> **Provided text**
Briefcase

Wal-Mart, union unable to reach agreement

Wal-Mart Stores Inc. said Wednesday it would close a Canadian store whose workers are on the verge of becoming the first ever to win a union contract from the world’s biggest retailer.

Wal-Mart said it was shuttering the store in Jonquiere, Quebec, in response to unreasonable demands from union negotiators that would make it impossible for the store to sustain its business. The United Food & Commercial Workers Canada last week asked Quebec labor officials to appoint a mediator, saying that negotiations had reached an impasse.

Pierre Martineau, above left, and Patrice Bergeron, two of the Wal-Mart workers who initiated the unionization, stand in front of the store.

“We were hoping it wouldn’t come to this,” said Andrew Pelletier, a spokesman for Wal-Mart Canada. “Despite nine days of meetings over three months, we’ve been unable to reach an agreement with the union that in our view will allow the store to operate efficiently and profitably.”

Pelletier said the store would close in May.

Mad Cow

USDA to reject Canada’s aging beef

The Agriculture Department will not allow meat from older cattle when it expands U.S. imports of Canadian beef March 7, Agriculture Secretary Mike Johanns said Wednesday.

The United States had been planning on that date to reopen the border for import of meat from animals of any age and import of live cattle younger than 30 months. Now, Johanns has instead extended the existing ban on importing older beef. The ban on bringing in older cattle also remains in force.

> **Information given**
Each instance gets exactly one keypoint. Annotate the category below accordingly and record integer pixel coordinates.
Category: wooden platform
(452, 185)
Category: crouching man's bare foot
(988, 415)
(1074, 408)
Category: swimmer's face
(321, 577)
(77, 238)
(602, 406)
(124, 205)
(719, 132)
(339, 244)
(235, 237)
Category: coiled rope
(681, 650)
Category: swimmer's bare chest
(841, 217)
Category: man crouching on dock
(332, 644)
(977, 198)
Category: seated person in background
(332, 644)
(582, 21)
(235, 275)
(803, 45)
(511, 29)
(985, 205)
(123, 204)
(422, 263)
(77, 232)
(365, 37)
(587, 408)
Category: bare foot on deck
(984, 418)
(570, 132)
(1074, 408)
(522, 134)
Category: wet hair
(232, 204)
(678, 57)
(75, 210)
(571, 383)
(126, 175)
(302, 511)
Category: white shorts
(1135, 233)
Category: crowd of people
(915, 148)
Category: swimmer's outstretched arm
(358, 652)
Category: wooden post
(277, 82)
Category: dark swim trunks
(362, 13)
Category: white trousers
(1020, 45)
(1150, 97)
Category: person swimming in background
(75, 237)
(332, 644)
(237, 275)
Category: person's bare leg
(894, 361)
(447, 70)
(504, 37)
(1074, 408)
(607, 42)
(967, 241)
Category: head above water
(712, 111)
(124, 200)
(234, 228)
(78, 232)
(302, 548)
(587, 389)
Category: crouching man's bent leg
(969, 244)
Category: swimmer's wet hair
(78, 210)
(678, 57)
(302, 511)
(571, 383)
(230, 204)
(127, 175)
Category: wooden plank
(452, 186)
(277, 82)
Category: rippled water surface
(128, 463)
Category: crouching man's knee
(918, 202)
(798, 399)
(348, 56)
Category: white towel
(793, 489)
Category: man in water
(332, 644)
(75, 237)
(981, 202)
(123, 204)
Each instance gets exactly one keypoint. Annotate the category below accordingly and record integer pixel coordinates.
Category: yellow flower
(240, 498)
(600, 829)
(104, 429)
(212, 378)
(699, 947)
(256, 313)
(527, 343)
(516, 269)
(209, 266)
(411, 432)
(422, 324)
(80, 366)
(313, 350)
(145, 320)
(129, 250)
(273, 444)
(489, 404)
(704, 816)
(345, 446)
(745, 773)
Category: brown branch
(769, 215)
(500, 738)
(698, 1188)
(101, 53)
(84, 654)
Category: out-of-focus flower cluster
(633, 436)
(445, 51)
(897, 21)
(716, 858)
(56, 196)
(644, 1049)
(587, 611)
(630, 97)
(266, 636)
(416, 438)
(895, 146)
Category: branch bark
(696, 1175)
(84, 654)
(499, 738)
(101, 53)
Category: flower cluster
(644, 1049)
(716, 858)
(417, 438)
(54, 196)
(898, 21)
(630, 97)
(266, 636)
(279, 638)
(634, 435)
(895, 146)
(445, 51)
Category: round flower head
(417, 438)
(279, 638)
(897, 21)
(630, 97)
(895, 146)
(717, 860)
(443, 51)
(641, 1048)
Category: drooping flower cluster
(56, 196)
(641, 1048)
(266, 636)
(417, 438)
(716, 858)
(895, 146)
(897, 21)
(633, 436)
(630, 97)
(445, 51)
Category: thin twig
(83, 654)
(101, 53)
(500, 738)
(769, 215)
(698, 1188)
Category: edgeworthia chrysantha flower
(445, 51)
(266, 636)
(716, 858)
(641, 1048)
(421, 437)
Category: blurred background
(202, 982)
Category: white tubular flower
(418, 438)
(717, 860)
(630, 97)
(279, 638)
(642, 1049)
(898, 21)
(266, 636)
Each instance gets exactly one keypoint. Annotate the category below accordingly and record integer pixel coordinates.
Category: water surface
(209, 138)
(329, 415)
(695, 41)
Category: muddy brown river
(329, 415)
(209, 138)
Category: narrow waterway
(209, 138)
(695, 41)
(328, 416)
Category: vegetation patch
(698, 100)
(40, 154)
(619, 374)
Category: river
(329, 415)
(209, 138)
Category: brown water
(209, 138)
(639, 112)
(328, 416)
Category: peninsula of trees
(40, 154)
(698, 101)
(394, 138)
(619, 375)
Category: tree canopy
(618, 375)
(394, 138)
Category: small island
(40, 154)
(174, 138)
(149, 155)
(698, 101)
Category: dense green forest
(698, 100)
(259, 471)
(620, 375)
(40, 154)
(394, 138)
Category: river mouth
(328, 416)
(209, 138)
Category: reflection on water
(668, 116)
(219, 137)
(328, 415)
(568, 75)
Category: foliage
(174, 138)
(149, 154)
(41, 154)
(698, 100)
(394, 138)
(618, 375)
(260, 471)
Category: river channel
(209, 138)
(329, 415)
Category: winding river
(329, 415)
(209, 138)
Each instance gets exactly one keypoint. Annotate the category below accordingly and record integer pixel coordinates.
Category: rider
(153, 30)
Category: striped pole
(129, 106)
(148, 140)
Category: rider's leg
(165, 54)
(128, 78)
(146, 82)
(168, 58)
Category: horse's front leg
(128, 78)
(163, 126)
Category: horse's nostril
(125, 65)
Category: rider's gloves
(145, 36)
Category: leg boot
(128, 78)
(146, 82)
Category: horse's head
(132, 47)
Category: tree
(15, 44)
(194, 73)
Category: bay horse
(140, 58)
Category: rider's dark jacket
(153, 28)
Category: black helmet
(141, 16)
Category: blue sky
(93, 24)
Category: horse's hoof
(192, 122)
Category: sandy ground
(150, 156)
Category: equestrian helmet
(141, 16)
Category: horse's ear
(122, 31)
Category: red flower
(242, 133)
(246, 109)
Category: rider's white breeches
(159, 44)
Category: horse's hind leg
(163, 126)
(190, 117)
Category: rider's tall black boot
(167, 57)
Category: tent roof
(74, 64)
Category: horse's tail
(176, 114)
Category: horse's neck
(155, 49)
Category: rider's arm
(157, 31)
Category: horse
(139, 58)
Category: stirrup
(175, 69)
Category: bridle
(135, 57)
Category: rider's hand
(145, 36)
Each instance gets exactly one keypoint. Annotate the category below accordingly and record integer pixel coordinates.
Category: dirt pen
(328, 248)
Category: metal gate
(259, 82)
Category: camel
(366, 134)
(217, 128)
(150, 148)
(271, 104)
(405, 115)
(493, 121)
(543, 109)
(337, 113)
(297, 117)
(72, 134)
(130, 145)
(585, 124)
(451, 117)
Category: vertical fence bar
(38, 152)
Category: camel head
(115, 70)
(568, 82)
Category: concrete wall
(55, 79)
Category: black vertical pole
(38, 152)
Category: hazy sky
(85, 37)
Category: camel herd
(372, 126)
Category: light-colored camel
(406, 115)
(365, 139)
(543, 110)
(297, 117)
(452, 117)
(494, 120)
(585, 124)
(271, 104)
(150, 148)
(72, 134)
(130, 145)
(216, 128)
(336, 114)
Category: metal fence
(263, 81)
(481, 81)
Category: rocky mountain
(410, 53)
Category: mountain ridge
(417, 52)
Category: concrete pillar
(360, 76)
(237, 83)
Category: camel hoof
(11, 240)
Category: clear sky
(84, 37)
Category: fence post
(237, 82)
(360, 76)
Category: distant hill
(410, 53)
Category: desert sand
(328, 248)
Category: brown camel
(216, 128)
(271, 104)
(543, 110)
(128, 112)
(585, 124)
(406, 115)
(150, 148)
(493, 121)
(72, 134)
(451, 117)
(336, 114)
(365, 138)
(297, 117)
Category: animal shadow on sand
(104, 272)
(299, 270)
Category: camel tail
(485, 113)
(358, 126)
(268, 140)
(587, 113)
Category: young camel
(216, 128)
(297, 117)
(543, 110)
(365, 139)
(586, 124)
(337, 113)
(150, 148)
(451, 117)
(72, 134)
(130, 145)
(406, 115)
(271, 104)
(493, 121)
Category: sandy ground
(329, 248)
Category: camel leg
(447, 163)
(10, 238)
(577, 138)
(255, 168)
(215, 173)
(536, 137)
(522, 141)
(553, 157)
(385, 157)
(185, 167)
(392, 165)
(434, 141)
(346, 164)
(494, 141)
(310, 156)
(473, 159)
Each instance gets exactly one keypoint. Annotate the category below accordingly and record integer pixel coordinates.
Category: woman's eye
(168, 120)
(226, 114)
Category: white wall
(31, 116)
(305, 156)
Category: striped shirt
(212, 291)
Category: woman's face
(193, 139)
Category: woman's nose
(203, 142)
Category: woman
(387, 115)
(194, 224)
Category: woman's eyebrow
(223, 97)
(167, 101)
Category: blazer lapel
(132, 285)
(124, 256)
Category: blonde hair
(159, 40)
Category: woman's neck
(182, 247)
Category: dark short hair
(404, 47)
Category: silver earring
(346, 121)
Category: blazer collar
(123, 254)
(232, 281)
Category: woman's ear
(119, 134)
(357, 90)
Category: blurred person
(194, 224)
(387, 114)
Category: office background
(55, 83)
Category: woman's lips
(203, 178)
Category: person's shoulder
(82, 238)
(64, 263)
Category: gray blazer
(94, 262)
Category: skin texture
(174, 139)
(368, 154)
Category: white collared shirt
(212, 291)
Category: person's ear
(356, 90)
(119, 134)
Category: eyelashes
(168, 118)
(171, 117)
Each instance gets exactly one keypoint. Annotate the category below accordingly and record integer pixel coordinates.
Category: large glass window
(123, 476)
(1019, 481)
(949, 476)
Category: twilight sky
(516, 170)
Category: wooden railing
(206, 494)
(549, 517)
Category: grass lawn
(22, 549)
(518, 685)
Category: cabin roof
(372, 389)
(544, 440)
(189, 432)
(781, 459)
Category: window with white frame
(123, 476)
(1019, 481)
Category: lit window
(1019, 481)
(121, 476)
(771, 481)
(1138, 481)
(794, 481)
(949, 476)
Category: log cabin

> **Instructions**
a: From the news briefs, list every person mentioned by name.
b: Does each statement below agree with the news briefs? Answer yes or no for each and quote the deciding words.
(i) Wal-Mart asked Quebec labor officials to appoint a mediator.
(ii) The store in Jonquiere was scheduled to close in May.
(iii) The ban on bringing older cattle into the United States was lifted.
c: Continue the news briefs from their final sentence.

> **Answers to the tasks**
a: Pierre Martineau, Patrice Bergeron, Andrew Pelletier, Mike Johanns

b:
(i) No: "The United Food & Commercial Workers Canada last week asked Quebec labor officials to appoint a mediator"
(ii) Yes: "Pelletier said the store would close in May."
(iii) No: "The ban on bringing in older cattle also remains in force."

c:
Two cases of mad cow disease turned up last month in Canada after the Bush administration decided to reopen the border, and U.S. cattlemen are suing to stop trade from expanding.

Johanns said he remained confident that resuming trade in live cattle would not harm U.S. consumers and livestock.

Settlement

Bank of America firm to pay $375 million

Bank of America Corp.’s mutual-fund adviser company, brokerage and clearing firm have agreed to pay a total $375 million to settle regulators’ charges of improper trading that hurt ordinary shareholders, authorities announced Wednesday.

The $375 million payment, which includes $125 million in civil fines and $250 million in restitution, is part of an agreement between the three Bank of America companies and the Securities and Exchange Commission, the office of New York Attorney General Eliot Spitzer, the Federal Reserve and the U.S. Office of the Comptroller of the Currency.